### WORK TO DO:
Rewrite the records from the start through the line containing "column 97, row 160", inclusive, as a two-column CSV with the headers instruction and output. Give one row per record, with its text and its answer each in a single quoted field and line breaks replaced by spaces.

········

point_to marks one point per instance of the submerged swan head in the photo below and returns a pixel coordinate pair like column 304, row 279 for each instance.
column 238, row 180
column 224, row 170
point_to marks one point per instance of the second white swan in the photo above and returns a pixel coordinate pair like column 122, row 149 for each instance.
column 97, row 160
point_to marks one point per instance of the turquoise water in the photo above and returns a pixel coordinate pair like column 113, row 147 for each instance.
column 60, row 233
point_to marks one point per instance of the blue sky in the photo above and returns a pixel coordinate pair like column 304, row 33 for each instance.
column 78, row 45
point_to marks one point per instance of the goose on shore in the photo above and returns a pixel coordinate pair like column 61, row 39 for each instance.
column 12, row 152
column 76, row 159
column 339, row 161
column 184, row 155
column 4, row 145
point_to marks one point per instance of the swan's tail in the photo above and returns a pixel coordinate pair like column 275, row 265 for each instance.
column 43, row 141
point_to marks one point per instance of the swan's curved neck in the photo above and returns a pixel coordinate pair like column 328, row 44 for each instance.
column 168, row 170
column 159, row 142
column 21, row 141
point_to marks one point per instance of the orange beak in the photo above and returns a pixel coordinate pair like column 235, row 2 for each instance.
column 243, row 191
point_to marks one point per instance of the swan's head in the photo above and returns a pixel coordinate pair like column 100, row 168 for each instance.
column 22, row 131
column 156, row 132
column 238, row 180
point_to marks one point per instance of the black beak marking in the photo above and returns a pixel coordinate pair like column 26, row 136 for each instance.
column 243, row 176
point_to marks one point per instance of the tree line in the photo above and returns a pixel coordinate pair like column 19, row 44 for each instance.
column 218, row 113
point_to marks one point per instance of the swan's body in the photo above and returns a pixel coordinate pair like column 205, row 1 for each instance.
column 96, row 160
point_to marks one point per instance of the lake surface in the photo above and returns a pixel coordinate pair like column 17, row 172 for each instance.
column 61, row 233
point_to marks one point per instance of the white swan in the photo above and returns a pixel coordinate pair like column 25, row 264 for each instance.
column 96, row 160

········

### SOLUTION FOR THIS TASK:
instruction,output
"point_to marks one point per instance of the submerged swan head in the photo below and returns a pixel coordinate pair like column 304, row 279 for each instance.","column 238, row 180 column 224, row 170"
"point_to marks one point per instance of the second white swan in the photo above and returns a pixel coordinate pair like column 122, row 149 for each instance.","column 97, row 160"